**** Selected passage ****

Another increasingly popular option is a policy that combines life insurance with long-term care coverage. With a hybrid policy, you can access the death benefit, the money that your beneficiaries would receive in the event of your death, while you are still alive to pay for long-term care. And if you end up not needing care, your heirs get the full payout. Rates are considered “noncancellable,” which means premiums are fixed for life (and often paid all at once up front). Hybrid policies should be a last resort and only used if you can’t qualify for a traditional long-term care insurance policy due to medical underwriting.
A single premium means you’ll have to come up with tens of thousands of dollars at once which is money you could have otherwise invested for retirement. You may also be buying life insurance you don’t need. And, unlike traditional long-term care insurance, the premiums for hybrid policies are not tax-deductible.
Similar to whole life insurance, the biggest risk of these hybrid policies is that you could forego thousands of dollars in potential earnings on your investment. The policies don’t guarantee that you’ll earn market rates; the benefit paid is only the face value of the policy. Those lost earnings could end up making hybrids the most expensive long-term care policy of all.

**** Extracted data ****

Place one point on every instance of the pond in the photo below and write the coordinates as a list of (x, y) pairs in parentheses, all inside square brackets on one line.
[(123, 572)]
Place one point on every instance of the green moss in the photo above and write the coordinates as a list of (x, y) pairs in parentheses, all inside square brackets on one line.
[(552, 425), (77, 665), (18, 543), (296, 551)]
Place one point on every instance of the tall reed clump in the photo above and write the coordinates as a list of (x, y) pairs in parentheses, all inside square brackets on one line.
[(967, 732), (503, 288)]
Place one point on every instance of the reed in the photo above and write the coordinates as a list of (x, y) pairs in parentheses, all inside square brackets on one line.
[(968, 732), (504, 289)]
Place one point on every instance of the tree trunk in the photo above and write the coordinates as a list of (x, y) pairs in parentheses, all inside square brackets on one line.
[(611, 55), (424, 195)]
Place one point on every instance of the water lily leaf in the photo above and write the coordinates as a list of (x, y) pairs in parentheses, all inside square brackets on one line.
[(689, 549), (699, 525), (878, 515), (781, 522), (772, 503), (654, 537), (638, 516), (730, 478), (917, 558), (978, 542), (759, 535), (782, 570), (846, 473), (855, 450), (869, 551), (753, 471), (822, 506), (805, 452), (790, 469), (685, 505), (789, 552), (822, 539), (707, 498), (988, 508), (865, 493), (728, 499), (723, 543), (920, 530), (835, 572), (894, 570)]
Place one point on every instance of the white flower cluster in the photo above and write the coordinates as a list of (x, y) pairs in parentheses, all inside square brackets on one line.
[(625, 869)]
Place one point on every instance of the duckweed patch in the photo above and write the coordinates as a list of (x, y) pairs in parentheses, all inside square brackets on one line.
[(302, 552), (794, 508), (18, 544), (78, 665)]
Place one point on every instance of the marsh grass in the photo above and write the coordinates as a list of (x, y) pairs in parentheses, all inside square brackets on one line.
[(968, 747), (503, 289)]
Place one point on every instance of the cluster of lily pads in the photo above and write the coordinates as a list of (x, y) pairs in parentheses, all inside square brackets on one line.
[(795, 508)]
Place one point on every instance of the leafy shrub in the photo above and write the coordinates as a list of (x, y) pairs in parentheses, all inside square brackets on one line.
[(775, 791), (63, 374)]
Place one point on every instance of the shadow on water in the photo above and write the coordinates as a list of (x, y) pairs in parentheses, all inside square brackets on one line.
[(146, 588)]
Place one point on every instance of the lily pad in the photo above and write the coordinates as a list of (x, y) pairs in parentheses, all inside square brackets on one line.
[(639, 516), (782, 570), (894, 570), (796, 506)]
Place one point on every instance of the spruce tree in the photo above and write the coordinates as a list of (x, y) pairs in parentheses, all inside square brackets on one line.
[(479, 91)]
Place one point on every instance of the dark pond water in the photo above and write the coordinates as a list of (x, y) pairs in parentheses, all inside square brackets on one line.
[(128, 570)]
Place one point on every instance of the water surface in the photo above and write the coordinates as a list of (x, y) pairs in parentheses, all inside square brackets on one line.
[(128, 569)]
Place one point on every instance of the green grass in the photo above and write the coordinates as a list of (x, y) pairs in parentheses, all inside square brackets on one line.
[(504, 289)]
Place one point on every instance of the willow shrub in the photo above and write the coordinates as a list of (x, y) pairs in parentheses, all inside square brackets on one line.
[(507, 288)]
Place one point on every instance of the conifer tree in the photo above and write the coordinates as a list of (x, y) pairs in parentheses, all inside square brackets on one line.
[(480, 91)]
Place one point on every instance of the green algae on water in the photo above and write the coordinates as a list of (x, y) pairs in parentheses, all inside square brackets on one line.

****

§ **Required work**
- 1) From the hybrid policy passage, print the text that begins at the words "A single premium" and stops after the words "are not tax-deductible.".
- 2) Summarize the hybrid policy passage in two sentences.
- 3) Answer these questions about the hybrid policy passage.
(a) What does it mean that rates are "noncancellable"?
(b) In what way do hybrid premiums differ from those of traditional long-term care insurance?
(c) What benefit do the policies pay?
You can set the records aside; they play no part in what follows.

§ **Solutions to each task**
- 1)
A single premium means you’ll have to come up with tens of thousands of dollars at once which is money you could have otherwise invested for retirement. You may also be buying life insurance you don’t need. And, unlike traditional long-term care insurance, the premiums for hybrid policies are not tax-deductible.

- 2) Hybrid policies combine life insurance with long-term care coverage, letting you use the death benefit for care while still alive, or letting your heirs get the full payout if you never need care, with premiums fixed for life. They should be a last resort because the single premium can take tens of thousands of dollars at once, is not tax-deductible, and can cost you thousands in potential investment earnings.

- 3)
(a) Premiums are fixed for life.
(b) They are not tax-deductible.
(c) Only the face value of the policy.